▶ _Bagian Teks_
#####

Di satu sisi, Pengamat Kepolisian dari ISESS, Bambang Rukminto, juga melihat bahwa pengerahan aparat di Wadas itu tak lepas dari perintah Presiden RI Joko Widodo (Jokowi) ke Kapolri, Jenderal Listyo Sigit Prabowo, agar Korps Bhayangkara mengawal proses investasi.
Kala itu, Jokowi bahkan meminta agar Kapolri tak segan mencopot Kapolda yang gagal atau tak mengawal investasi.
Menyikapi itu, Listyo bahkan sempat pernah mewanti-wanti tujuh Kapolda baru yang dilantik pada Desember 2021 lalu agar tak menghambat iklim investasi di Indonesia.
Dapat diasumsikan jika kepolisian mau tak mau harus bertindak secara intimidatif dalam rangka membantu investasi di Jawa Tengah.
Di mana, dalam hal ini adalah bagian dari pembangunan Bendungan.
"Asumsi-asumsi tentunya akan mengarah ke sana. Pembuktiannya, kita lihat apa yang dilakukan Presiden dan Kapolri usai insiden tadi (kemarin) pagi," kata Bambang.
Selain itu, kata Sugeng, Korps Bhayangkara harus memiliki pedoman yang jelas ketika menyikapi perintah Presiden agar polisi dapat mengawal investasi sehingga tak menimbulkan ketegangan.
Menurutnya, situasi aparat yang represif seperti masa orde baru dapat muncul kembali jika permintaan itu dimaknai setiap jajaran kepolisian di Indonesia tanpa ada landasan hukum yang jelas.

#####

▶ _Data Hasil Ekstraksi_
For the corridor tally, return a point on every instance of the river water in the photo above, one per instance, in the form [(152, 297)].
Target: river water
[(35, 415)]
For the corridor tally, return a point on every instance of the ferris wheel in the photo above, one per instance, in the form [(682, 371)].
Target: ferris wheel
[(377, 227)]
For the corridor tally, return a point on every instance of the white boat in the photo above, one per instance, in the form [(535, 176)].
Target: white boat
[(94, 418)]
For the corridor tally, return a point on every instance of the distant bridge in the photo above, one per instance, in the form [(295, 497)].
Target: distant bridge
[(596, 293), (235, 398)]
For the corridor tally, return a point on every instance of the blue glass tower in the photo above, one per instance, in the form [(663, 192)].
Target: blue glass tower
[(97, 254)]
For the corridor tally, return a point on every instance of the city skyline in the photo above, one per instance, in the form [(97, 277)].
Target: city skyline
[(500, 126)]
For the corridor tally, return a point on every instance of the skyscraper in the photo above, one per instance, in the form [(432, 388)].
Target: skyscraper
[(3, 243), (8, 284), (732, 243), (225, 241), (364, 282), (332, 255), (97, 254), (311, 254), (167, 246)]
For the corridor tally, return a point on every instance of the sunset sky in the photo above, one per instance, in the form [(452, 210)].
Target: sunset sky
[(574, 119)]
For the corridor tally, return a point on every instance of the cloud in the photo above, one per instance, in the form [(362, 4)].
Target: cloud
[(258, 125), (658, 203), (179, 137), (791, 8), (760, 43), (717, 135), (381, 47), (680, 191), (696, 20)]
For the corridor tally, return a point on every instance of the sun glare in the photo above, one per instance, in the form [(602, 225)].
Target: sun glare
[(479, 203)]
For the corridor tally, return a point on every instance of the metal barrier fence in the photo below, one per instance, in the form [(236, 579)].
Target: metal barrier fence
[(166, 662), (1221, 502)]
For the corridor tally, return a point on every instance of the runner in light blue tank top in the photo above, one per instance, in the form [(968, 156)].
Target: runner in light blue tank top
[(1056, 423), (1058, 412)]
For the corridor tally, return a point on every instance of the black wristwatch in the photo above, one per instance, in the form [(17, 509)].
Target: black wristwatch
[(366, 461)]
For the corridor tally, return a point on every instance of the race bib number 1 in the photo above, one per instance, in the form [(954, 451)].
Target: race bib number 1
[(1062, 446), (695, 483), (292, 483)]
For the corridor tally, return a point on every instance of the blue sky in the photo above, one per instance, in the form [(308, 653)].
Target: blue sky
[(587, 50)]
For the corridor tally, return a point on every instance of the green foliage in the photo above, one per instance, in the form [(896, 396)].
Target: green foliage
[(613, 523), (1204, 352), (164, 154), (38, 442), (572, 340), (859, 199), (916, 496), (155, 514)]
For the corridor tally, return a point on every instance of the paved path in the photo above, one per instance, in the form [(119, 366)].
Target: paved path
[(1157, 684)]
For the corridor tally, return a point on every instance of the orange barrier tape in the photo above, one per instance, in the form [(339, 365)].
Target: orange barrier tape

#####

▶ _Tugas_
Tuliskan semua nama orang yang disebut dalam bagian teks di atas.

▶ _Jawaban_
- Bambang Rukminto
- Joko Widodo (Jokowi)
- Listyo Sigit Prabowo
- Sugeng